• **Text**:
Figure 5Measured δ15N data of NH3, pNH4+, and NHx collected in Providence, RI, including (a) time series and (b) seasonal box and whisker plots summarizing the distributions (lower extreme, lower quartile, median, upper quartile, and upper extreme) with the mean (open triangle) and outlier (black asterisk). Similar lowercase letters in the box and whisker plots represent categories with statistically similar values.


To account for the complex phase-dependence on δ15N variabilities, we calculated δ15N(NHx) according to the following (Eq. 4):

(4) δ 15 N NH x = f NH 3 × δ 15 N NH 3 + 1 - f NH 3 × δ 15 N ( p NH 4 + )

The annual δ15N(NHx) ranged from −17.4 ‰ to 6.3 ‰ and averaged -6.0±4.9 (n=56) (Fig. 5). There was significant seasonality with lower values during summer (-9.0±4.2, n=18) compared to winter (-3.4±5.3, n=13) and spring (-3.8±3.3, n=10). The autumn δ15N(NHx) (-6.2±4.1, n=15) was not significantly different from any season. The δ15N(NHx) is independent of the phase δ15N fractionation, such that it should be a robust tracer reflecting the integrated source contributions and physical processing from locally emitted and transported NH3 and pNH4+. Therefore, the δ15N(NHx) observations would suggest a seasonal change in sources of NHx with increased relative emissions from a source with a high δ15N(NH3) value during the colder periods of winter and spring and a lower δ15N(NH3) value during summer. Vehicle emissions have an elevated δ15N(NH3) value of 6.6±2.1 ‰ (Walters et al., 2020; Song et al., 2021), such that the relative importance of vehicle emissions to NHx in Providence, RI may have increased during colder seasons. The observed δ15N(NHx) decrease during summer and increase in [NH3] might suggest increased emissions from temperature-dependent emission sources with a relatively low δ15N(NH3) signature, such as volatilization (Felix et al., 2013; Freyer, 1978; Heaton, 1987; Chang et al., 2016; Hristov et al., 2009). There were often large δ15N(NHx) variations within each season, which may be related to wind direction shifts and varying contributions from local urban NH3 emission sources and long-range transport of NHx.

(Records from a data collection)
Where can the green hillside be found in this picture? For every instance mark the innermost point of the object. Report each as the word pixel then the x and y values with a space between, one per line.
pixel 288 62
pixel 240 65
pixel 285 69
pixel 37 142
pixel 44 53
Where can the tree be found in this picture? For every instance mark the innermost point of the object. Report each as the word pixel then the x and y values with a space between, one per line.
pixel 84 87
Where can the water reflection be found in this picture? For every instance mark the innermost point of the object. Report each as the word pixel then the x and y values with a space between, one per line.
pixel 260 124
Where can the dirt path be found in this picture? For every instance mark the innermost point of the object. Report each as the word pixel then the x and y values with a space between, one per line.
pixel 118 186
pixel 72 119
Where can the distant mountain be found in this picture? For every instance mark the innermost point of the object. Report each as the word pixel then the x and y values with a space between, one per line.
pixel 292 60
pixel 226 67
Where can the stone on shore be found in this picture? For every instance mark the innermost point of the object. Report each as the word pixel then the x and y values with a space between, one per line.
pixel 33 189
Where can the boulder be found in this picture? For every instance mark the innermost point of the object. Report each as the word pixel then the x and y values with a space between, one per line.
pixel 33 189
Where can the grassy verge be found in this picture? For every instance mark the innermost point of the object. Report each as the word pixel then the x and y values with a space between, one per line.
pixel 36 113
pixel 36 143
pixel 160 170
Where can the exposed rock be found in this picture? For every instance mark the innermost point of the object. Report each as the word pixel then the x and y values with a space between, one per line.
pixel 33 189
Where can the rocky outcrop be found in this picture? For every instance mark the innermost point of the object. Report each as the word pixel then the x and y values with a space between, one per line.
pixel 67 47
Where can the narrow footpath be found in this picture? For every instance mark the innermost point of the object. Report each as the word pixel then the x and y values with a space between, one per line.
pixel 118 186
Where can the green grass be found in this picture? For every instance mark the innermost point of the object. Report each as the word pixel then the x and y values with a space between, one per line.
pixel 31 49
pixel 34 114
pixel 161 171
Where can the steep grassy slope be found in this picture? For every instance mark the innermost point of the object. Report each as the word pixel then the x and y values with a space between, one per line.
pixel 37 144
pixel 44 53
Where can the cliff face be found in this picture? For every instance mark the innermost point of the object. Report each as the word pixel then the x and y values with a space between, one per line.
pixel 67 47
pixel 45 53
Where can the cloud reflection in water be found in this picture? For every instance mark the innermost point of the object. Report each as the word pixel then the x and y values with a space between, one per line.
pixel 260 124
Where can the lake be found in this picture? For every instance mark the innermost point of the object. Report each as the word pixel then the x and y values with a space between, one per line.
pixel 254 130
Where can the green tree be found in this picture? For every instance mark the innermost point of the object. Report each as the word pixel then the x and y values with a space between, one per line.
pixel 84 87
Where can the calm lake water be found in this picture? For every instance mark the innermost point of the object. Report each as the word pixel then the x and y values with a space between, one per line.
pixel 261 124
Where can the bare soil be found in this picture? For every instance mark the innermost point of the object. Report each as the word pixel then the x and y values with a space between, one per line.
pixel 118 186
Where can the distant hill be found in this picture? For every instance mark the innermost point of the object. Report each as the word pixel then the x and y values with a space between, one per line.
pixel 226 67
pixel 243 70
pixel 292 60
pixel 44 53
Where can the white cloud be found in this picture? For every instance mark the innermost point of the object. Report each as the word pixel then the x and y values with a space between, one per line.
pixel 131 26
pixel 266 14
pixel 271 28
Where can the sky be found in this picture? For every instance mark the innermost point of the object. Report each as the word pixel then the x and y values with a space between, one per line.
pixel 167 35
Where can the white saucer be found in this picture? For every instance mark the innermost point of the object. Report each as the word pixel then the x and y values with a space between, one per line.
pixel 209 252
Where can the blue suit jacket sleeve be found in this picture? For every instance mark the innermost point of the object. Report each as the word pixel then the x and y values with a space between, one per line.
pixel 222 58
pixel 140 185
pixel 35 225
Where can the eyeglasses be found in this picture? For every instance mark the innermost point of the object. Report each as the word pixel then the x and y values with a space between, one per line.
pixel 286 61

• **Exercise objective**: Pick up the text on nitrogen isotope measurements of ammonia in Providence, RI, and keep writing from its final sentence.

• **Answer to the task**:
The physical processing of NH3 could have also played an important role in the observed δ15N(NHx) seasonal trends. The enrichment factor associated with NH3 dry deposition has not been measured directly. Still, it has been suggested to be low (∼4 ‰) based on the physical processing of NH3 in a vehicle tunnel (Walters et al., 2020). This result would suggest that as NH3 undergoes dry deposition, the pool of δ15N(NH3) in the atmosphere becomes slightly depleted as the heavier 15NH3 is preferentially deposited. The increased temperatures during summer and autumn would have increased the amount of dry deposited NH3 that re-volatilized into the atmosphere (Behera et al., 2013). Ammonia (NH3) volatilization has been shown to have a significant fractionation effect leading to the emission of NH3 depleted in 15N (Hristov et al., 2009; Frank et al., 2004). Further work is needed to refine our understanding of the bidirectional exchange of NH3 and its impact on δ15N; however, we expect this process would have contributed to lower δ15N(NHx) values during the warmer periods due to increased temperature-dependent NH3 volatilization.

Figure 6Seasonal Δδ15N data at the monitoring site in Providence, RI. In panel (a), the light data points and lines represent the observations, and the thick lines are four-point (∼2 weeks) moving averages. Panel (b) shows a box and whisker plot summarizing the seasonal distributions (lower extreme, lower quartile, median, upper quartile, and upper extreme) with the mean (open triangle) and outlier (black asterisk).


Figure 7Overview of (a) wind rose plots and polar bivariate (wind direction and wind speed) plots of the conditional bivariate probability function (CBPF) for (b) NH3 and (c) pNH4+, and (d) mean δ15N(NHx) in Providence, RI, sorted by season.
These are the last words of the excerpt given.